Working from the records below, repeat exactly the lines starting at the line that contains "Reviewer note: verify that every instance of the station" and ending at the line that contains "Reviewer note: verify that every instance of the man in dark", inclusive.

---+---

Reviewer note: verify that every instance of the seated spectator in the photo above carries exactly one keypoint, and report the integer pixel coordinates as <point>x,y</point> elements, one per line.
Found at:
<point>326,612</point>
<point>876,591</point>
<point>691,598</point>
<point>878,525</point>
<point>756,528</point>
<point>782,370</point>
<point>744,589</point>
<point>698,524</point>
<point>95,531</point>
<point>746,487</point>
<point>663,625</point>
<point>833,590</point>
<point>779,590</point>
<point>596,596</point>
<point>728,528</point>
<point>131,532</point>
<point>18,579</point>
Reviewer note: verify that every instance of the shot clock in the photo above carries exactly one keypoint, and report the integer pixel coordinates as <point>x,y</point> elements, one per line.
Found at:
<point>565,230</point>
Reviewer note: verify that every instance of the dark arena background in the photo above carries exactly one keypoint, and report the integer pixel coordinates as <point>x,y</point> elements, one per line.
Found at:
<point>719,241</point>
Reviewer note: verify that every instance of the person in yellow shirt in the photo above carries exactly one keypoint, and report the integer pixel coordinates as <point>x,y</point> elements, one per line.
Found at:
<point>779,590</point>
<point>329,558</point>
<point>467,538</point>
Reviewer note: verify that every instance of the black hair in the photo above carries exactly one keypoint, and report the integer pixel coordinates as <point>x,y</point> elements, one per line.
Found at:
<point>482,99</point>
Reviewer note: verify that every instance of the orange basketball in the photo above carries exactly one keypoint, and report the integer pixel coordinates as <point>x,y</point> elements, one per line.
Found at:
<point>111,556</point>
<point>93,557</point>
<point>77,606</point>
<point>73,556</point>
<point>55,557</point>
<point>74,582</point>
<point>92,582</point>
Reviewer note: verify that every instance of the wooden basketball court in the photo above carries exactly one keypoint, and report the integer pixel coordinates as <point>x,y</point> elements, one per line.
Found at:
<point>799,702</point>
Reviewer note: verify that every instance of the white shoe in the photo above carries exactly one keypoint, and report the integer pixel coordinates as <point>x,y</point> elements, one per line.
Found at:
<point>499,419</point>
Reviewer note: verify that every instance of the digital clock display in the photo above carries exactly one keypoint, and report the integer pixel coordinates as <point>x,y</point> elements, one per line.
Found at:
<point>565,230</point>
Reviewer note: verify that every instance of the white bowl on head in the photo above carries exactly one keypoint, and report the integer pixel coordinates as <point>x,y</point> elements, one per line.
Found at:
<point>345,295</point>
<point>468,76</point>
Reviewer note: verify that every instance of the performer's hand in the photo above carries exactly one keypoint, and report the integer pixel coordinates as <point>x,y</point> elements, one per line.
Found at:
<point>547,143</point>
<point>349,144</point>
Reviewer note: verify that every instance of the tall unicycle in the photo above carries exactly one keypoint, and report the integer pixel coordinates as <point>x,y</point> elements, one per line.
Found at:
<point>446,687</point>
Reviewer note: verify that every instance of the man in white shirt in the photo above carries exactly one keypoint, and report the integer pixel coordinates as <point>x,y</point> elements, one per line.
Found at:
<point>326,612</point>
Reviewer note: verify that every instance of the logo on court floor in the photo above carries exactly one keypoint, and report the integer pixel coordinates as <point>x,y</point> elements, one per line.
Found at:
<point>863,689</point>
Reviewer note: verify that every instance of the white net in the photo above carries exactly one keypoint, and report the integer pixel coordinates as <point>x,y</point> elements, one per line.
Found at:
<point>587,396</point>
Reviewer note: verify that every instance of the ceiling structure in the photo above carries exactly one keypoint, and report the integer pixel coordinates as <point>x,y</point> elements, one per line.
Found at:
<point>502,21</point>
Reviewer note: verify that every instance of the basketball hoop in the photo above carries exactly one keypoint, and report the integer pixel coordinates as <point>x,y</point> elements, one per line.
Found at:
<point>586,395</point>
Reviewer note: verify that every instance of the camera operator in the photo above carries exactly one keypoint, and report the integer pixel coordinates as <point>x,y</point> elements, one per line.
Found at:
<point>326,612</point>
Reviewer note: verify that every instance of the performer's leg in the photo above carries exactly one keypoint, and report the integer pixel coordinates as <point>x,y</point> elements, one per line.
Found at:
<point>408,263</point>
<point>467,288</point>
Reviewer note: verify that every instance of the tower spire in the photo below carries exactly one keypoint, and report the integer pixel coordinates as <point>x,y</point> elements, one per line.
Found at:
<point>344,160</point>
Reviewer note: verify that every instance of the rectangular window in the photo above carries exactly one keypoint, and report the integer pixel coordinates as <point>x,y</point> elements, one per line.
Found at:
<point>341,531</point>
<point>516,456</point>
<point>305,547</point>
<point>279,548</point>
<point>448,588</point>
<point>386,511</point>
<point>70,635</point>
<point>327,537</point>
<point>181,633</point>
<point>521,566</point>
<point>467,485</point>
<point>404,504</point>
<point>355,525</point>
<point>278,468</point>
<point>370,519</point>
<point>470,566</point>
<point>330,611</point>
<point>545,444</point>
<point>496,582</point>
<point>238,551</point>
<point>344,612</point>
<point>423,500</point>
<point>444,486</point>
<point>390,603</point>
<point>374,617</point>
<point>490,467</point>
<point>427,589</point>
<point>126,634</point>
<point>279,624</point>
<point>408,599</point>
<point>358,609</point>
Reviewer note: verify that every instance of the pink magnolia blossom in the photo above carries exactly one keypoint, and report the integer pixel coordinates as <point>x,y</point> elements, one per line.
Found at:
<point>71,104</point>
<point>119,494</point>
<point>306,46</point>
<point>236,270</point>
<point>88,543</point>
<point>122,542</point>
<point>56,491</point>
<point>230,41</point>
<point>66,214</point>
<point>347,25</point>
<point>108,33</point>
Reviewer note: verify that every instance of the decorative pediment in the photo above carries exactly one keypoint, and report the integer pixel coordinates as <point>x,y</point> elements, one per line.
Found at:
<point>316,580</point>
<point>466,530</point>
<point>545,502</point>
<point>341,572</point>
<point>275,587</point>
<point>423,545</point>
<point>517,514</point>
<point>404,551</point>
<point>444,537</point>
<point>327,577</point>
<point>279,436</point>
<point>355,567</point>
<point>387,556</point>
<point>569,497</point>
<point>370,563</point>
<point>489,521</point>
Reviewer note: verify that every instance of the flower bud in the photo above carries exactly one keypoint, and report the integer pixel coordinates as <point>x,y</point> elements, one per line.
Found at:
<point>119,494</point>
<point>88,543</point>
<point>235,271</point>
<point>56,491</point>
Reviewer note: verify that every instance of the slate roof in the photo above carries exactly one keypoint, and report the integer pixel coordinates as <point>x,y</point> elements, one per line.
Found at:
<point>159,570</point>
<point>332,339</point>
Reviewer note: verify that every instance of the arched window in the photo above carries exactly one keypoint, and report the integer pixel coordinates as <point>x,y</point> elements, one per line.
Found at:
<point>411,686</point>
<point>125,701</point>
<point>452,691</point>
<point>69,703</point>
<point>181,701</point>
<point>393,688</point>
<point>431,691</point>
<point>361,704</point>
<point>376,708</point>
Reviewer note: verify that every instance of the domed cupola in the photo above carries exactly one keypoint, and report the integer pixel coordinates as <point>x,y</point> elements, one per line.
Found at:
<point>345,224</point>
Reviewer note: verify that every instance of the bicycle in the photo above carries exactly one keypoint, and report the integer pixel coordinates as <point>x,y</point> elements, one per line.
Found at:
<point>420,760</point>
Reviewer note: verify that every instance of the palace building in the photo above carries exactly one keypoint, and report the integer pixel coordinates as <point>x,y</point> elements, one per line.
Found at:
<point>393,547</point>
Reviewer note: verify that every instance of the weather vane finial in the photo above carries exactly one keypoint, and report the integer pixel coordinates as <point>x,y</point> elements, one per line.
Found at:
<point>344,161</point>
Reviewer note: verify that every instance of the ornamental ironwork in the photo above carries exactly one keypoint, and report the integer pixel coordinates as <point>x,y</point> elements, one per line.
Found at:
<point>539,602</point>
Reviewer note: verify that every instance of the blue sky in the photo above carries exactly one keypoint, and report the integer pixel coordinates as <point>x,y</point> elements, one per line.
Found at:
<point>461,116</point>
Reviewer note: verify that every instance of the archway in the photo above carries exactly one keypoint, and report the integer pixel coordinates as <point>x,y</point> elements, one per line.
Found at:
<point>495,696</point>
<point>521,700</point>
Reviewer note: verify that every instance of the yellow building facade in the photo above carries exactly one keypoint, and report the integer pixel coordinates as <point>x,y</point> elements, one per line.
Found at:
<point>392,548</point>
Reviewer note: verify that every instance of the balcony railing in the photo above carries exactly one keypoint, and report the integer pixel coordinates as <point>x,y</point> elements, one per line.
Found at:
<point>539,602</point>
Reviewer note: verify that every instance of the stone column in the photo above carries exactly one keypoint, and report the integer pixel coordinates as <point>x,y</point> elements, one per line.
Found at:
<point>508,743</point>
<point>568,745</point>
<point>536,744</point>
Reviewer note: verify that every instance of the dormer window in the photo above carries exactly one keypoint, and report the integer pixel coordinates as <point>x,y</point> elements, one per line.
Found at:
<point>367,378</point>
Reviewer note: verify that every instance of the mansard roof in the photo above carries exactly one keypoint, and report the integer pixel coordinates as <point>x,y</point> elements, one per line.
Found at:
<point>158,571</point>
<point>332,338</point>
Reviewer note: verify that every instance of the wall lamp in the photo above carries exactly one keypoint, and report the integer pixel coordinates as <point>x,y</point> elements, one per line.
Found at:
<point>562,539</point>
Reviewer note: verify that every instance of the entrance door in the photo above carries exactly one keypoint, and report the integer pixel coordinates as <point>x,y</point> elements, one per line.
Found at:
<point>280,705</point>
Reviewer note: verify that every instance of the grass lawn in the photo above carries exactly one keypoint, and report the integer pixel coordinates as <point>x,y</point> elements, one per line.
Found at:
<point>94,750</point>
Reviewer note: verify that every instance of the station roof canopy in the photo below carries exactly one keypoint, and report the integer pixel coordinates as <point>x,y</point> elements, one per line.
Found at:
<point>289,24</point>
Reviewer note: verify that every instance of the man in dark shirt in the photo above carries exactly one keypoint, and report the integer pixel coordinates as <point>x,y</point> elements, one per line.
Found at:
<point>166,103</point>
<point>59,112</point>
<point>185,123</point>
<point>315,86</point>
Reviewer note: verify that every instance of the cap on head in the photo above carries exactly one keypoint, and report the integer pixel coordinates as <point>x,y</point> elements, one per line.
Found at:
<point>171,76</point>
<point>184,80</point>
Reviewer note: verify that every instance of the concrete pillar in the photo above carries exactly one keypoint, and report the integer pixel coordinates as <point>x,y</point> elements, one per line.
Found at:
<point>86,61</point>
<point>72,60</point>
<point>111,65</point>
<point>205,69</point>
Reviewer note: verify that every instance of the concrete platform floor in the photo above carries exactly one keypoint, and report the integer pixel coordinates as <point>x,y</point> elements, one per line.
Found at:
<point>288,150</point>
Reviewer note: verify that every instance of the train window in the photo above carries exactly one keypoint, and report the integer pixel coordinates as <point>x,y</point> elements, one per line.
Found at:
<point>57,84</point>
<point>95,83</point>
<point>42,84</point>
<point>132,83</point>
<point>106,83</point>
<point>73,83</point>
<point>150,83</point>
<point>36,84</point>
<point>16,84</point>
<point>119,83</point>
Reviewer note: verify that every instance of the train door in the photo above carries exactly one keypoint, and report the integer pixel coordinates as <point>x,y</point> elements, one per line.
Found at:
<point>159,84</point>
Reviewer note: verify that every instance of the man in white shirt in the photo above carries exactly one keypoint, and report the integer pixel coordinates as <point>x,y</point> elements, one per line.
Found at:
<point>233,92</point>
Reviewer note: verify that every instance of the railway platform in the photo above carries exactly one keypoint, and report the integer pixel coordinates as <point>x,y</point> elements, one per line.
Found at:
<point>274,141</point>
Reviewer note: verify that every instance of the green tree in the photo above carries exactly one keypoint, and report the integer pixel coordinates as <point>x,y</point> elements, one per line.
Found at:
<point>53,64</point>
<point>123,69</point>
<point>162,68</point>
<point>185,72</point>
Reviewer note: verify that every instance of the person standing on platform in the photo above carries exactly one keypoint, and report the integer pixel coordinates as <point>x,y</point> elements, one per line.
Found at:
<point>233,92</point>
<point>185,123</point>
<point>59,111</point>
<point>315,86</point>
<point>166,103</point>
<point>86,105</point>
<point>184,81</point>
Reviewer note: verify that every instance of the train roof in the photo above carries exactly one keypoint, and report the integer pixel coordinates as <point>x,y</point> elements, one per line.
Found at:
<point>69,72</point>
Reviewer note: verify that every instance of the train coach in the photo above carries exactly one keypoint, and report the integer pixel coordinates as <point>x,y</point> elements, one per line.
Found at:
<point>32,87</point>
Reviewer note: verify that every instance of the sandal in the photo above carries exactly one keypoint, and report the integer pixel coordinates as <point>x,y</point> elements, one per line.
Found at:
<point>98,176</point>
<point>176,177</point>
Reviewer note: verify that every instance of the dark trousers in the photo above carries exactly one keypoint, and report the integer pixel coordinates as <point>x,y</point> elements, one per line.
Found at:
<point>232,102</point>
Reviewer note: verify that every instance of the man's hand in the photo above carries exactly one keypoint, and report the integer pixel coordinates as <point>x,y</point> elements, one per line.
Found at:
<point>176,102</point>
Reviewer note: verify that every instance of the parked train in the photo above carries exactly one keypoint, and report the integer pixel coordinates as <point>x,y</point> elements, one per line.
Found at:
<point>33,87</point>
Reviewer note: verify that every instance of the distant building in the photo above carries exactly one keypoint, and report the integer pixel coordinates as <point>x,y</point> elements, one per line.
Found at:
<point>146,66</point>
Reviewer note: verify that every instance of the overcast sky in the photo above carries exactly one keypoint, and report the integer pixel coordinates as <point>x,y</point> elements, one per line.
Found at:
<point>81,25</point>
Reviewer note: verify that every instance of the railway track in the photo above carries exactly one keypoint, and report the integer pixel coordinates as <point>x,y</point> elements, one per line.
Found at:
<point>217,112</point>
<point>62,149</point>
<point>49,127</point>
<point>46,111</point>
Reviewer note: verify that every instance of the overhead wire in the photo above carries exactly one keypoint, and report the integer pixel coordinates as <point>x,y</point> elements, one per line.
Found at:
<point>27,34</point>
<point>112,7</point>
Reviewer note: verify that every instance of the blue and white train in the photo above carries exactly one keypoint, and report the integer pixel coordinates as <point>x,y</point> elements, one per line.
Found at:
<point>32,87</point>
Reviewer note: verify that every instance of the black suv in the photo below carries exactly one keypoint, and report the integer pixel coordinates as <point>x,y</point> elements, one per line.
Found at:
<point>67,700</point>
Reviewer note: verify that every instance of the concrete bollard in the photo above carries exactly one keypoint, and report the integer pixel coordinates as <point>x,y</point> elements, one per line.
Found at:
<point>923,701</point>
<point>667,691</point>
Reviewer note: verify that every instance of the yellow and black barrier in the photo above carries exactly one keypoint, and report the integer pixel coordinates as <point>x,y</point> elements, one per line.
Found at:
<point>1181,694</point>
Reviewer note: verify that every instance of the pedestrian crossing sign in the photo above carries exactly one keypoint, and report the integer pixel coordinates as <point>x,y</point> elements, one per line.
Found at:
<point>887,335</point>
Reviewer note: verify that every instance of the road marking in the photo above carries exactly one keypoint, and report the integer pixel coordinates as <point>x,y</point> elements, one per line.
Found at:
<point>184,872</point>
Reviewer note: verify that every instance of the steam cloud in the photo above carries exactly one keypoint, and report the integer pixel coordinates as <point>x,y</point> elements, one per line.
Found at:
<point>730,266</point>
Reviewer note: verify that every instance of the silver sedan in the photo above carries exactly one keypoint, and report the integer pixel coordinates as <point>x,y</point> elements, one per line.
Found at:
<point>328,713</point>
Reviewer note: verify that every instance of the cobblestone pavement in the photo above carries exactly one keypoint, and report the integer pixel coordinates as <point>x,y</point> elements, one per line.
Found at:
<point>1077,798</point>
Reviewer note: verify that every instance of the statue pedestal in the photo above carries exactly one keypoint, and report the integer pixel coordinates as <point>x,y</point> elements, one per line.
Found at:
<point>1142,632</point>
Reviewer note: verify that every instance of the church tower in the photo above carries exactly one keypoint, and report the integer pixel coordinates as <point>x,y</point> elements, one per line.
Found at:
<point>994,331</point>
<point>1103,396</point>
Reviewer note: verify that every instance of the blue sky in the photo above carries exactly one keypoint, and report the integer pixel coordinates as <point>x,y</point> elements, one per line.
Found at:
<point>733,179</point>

---+---

*Exercise response:*
Reviewer note: verify that every instance of the station roof canopy in the photo below carries exactly one keypoint, and report the integer pixel coordinates as <point>x,y</point> elements, one per line.
Found at:
<point>289,24</point>
Reviewer note: verify that every instance of the man in dark shirt in the photo above carries exactly one keypoint, and report the integer pixel coordinates as <point>x,y</point> elements, one per line.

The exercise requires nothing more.